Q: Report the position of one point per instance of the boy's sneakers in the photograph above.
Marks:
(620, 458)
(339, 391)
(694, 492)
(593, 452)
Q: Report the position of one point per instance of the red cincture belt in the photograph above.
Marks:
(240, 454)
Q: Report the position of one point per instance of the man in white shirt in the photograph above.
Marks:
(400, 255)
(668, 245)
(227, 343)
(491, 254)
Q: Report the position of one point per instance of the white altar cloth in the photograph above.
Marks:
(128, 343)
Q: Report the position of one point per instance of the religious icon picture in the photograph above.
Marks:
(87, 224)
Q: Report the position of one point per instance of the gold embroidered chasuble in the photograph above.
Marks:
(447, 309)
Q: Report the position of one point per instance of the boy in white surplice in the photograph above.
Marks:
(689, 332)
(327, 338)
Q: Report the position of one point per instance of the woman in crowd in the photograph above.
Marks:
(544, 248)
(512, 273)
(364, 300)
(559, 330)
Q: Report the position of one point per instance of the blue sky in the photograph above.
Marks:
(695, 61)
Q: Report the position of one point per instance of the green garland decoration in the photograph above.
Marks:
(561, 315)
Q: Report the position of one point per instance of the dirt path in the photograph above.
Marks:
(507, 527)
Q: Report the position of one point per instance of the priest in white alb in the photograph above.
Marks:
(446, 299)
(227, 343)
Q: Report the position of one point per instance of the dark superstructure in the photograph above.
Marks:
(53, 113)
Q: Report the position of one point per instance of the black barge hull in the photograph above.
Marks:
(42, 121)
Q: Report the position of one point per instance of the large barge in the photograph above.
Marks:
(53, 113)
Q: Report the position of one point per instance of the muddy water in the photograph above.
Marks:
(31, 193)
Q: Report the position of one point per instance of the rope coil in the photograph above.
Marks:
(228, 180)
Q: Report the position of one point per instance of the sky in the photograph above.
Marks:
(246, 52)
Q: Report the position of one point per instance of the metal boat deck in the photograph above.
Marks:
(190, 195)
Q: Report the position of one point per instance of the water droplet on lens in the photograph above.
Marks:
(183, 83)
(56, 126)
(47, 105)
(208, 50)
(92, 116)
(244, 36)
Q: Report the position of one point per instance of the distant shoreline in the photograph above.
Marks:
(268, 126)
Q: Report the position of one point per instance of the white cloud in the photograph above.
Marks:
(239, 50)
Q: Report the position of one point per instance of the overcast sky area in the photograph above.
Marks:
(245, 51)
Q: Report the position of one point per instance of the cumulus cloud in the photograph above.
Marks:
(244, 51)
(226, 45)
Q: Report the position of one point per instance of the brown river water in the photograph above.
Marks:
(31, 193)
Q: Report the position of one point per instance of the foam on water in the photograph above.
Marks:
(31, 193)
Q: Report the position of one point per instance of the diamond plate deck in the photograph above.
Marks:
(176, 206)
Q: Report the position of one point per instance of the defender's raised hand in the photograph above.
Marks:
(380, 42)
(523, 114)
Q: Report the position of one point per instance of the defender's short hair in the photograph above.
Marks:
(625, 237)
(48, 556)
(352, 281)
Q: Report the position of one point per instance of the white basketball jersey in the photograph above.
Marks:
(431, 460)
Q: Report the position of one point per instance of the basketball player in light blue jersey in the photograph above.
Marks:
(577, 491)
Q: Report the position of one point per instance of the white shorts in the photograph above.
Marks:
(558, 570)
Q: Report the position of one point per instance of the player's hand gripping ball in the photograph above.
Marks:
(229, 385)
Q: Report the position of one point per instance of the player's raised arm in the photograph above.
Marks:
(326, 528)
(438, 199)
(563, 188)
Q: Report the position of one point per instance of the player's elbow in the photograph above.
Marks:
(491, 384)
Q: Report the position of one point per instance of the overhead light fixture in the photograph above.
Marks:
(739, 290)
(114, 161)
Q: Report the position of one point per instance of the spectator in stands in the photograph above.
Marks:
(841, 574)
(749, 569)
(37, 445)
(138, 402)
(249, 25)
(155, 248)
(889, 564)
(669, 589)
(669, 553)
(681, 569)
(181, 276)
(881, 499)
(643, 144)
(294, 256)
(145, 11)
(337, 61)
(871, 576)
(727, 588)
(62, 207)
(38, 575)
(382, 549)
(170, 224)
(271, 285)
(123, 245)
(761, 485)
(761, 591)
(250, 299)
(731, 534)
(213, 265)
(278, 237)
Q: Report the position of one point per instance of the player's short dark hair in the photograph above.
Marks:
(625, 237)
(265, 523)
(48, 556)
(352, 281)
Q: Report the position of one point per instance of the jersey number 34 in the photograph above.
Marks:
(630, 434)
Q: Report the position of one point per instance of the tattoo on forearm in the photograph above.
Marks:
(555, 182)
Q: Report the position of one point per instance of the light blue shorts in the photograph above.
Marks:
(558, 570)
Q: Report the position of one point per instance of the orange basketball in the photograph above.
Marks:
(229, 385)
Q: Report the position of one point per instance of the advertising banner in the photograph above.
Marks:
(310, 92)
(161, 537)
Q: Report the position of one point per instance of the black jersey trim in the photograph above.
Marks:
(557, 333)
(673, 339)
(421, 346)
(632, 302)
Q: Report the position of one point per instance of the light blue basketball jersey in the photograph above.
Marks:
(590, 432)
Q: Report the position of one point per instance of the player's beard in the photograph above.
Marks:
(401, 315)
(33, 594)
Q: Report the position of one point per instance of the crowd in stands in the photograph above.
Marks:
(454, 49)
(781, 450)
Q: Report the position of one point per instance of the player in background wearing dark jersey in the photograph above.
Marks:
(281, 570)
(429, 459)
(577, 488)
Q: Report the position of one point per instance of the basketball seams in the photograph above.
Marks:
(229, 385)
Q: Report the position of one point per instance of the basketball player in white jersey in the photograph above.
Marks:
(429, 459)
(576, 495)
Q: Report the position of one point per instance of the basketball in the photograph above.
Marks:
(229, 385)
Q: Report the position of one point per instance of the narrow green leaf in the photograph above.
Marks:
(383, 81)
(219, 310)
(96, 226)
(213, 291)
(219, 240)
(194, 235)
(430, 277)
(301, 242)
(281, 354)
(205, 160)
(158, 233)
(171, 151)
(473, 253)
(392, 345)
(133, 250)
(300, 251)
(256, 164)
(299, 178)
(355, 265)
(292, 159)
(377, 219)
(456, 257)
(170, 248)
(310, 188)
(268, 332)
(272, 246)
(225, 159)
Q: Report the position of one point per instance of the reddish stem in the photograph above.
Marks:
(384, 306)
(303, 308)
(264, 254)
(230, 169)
=======
Lay out the data as a Markdown table with the columns Row and Line. Begin at the line containing "white jersey in the photograph above.", continue through the last line of the data, include both ends, and leave out blank lines.

OUTPUT BELOW:
| Row | Line |
|---|---|
| 1 | Q: Report the position of one point per instance of the basketball player in white jersey in the photograph above. |
| 2 | Marks: |
| 3 | (429, 459) |
| 4 | (576, 495) |
| 5 | Q: Report the position of one point per instance of the basketball in the photograph above. |
| 6 | Marks: |
| 7 | (229, 385) |
| 8 | Q: Report the position of one point per instance of the narrow green leaf in the photograph above. |
| 9 | Marks: |
| 10 | (383, 81) |
| 11 | (219, 310) |
| 12 | (96, 226) |
| 13 | (213, 291) |
| 14 | (219, 240) |
| 15 | (194, 235) |
| 16 | (430, 277) |
| 17 | (301, 242) |
| 18 | (281, 354) |
| 19 | (205, 160) |
| 20 | (158, 233) |
| 21 | (171, 151) |
| 22 | (473, 253) |
| 23 | (392, 345) |
| 24 | (133, 250) |
| 25 | (300, 251) |
| 26 | (256, 164) |
| 27 | (299, 178) |
| 28 | (355, 265) |
| 29 | (292, 159) |
| 30 | (377, 219) |
| 31 | (456, 257) |
| 32 | (170, 248) |
| 33 | (310, 188) |
| 34 | (268, 332) |
| 35 | (272, 246) |
| 36 | (225, 159) |
| 37 | Q: Report the position of one point per instance of the reddish stem in the photograph above. |
| 38 | Marks: |
| 39 | (384, 306) |
| 40 | (303, 308) |
| 41 | (264, 254) |
| 42 | (230, 169) |